(Point labeling dataset excerpts)
★ ★ ★

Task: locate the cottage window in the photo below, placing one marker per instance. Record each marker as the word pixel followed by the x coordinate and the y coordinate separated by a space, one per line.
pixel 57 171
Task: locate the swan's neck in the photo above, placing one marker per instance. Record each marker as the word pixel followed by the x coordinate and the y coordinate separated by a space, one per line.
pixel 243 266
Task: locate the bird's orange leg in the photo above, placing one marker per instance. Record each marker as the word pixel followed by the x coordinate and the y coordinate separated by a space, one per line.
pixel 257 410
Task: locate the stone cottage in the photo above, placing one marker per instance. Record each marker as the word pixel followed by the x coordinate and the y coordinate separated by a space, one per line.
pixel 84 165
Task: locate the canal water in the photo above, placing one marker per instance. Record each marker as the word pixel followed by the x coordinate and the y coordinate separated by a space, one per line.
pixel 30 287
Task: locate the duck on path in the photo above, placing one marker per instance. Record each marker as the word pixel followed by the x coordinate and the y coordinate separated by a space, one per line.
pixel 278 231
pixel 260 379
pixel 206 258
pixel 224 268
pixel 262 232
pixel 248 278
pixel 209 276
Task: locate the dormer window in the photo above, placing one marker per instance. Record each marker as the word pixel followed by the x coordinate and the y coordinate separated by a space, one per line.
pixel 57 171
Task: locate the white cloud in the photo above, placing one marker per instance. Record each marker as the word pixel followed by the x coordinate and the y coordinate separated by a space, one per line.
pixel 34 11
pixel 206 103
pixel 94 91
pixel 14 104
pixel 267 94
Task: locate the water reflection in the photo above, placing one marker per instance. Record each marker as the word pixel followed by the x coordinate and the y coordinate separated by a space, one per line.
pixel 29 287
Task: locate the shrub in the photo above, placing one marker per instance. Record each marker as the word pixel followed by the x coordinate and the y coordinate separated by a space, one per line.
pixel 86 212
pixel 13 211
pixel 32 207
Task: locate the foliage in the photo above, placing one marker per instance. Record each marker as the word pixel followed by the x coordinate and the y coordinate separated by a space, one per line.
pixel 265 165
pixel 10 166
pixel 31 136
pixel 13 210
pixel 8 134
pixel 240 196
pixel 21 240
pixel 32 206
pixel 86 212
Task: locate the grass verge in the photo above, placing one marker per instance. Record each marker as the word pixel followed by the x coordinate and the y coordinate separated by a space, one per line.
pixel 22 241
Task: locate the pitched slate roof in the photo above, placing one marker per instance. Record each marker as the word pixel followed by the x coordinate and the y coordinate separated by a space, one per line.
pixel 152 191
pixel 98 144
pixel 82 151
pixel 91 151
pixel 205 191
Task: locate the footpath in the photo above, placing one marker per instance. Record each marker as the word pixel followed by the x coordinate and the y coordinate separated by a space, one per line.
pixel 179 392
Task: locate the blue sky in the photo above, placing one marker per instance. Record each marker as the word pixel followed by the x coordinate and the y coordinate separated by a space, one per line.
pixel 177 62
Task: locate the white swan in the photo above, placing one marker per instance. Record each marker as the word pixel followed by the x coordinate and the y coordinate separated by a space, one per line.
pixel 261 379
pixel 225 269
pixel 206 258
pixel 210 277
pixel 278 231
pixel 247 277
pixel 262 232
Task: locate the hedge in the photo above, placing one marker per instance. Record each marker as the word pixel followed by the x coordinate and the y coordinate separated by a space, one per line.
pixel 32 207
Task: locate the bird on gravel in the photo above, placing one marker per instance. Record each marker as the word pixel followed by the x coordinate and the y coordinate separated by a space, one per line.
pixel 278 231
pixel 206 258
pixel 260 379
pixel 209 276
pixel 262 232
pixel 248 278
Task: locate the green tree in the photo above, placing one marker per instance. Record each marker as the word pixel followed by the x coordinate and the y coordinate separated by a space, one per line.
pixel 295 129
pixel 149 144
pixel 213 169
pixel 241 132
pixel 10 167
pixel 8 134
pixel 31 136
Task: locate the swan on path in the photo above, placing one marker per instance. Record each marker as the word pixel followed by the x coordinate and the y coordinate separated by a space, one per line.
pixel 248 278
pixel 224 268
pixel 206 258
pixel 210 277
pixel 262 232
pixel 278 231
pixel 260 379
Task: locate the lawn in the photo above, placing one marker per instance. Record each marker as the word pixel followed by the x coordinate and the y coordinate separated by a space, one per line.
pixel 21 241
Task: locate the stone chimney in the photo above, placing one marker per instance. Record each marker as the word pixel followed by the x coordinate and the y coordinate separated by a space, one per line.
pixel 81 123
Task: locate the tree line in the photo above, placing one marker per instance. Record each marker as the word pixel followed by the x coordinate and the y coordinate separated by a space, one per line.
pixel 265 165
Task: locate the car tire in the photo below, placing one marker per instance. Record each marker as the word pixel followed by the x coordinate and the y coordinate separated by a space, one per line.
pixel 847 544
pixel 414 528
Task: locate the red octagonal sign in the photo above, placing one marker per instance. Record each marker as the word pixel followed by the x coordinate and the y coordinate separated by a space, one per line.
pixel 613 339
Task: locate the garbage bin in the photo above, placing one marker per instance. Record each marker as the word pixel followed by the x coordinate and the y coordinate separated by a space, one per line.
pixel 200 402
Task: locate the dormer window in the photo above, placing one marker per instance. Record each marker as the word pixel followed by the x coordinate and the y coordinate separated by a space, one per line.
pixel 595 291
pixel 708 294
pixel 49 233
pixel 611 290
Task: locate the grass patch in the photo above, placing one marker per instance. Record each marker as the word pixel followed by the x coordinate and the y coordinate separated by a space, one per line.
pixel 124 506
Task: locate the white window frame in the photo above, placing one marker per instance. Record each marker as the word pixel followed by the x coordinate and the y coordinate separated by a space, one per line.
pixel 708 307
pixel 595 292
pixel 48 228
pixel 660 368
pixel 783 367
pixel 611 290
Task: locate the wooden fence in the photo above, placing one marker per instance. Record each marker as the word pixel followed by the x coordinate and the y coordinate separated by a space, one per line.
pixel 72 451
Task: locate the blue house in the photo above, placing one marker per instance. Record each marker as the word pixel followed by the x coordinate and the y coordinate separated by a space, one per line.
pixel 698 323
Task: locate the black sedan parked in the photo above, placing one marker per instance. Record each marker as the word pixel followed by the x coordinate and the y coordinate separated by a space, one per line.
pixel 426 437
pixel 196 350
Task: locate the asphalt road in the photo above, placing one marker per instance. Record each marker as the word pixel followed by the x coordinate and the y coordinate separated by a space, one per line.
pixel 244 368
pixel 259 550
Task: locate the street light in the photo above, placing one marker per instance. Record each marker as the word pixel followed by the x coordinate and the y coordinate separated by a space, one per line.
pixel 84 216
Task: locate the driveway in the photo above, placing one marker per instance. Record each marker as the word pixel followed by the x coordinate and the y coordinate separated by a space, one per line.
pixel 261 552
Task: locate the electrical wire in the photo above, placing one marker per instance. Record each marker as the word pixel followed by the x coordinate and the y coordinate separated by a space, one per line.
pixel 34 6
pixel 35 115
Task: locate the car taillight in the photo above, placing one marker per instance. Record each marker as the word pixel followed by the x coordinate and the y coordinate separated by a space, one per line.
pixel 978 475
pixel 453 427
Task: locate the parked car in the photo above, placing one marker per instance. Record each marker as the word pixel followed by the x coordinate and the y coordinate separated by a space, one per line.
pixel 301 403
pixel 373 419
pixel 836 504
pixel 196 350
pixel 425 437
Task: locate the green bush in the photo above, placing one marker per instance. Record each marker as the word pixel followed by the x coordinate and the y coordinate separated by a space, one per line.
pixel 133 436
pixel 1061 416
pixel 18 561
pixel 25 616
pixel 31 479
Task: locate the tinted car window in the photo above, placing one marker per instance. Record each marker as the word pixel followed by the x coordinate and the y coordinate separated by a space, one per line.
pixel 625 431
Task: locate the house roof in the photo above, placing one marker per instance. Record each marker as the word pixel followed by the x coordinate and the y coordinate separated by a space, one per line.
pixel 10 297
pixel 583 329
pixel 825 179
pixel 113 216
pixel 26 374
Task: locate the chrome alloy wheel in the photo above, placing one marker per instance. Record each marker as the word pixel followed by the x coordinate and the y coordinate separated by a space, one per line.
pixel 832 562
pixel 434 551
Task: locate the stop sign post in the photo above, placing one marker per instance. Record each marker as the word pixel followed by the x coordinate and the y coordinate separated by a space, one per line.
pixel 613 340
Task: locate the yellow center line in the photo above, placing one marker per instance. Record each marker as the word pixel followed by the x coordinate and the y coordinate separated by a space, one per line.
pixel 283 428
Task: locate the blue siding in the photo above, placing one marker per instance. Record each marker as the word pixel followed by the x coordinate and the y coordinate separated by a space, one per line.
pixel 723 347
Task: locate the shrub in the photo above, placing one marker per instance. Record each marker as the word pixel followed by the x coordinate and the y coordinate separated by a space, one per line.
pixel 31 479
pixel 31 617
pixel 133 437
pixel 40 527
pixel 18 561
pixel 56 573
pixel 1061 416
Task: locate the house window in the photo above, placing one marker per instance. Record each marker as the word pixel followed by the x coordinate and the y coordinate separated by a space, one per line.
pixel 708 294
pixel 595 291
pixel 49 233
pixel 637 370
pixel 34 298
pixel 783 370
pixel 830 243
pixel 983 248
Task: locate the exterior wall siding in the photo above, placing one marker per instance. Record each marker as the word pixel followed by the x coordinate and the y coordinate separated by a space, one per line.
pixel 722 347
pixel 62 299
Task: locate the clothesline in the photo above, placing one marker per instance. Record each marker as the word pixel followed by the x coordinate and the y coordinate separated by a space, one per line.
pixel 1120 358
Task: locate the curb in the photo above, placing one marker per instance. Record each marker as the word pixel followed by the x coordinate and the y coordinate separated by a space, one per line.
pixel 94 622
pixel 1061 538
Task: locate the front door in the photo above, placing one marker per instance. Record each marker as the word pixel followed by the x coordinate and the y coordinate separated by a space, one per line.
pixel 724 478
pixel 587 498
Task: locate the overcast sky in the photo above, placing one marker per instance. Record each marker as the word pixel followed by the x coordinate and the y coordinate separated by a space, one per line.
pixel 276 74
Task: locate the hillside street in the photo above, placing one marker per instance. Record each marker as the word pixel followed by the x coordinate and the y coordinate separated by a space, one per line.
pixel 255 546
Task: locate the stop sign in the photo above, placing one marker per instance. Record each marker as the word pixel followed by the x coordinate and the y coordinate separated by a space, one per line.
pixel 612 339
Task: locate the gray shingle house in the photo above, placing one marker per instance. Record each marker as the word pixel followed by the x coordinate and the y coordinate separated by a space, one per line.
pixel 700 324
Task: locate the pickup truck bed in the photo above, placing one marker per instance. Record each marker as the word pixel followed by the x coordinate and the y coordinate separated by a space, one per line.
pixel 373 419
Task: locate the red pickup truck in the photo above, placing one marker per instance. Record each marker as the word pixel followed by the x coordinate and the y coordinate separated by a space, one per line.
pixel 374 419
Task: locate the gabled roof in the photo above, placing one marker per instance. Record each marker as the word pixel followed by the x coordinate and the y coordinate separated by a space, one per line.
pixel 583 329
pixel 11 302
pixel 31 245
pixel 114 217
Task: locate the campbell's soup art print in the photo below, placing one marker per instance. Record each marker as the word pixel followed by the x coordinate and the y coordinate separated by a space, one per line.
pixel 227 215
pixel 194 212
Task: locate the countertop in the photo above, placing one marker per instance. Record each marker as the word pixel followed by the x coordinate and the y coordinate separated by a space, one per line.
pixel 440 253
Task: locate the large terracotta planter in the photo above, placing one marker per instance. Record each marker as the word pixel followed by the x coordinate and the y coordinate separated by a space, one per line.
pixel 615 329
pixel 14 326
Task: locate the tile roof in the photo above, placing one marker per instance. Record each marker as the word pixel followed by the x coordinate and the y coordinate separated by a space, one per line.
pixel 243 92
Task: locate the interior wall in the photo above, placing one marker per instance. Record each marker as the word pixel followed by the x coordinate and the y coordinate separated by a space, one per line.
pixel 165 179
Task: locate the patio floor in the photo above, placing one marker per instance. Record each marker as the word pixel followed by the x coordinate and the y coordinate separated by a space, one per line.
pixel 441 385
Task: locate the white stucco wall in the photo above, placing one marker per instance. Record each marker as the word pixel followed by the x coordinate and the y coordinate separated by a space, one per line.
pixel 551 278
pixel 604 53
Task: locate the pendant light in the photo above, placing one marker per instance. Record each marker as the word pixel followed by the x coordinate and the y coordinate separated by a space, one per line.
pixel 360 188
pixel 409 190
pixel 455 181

★ ★ ★

Repeat word for word the lines in the data above, from the line that contains "Task: locate the tinted" through the line that contains "pixel 26 374".

Task: locate the tinted car window in the photo above, placing one marker per instance. Record each marker as the word pixel followed by the x coordinate and the y coordinate separated by a space, one per line.
pixel 625 431
Task: locate the house roof in the photo above, placing one marker per instance. Record each marker as the word pixel followed by the x coordinate and the y coordinate separated by a space, one per line.
pixel 10 297
pixel 583 329
pixel 825 179
pixel 113 216
pixel 26 374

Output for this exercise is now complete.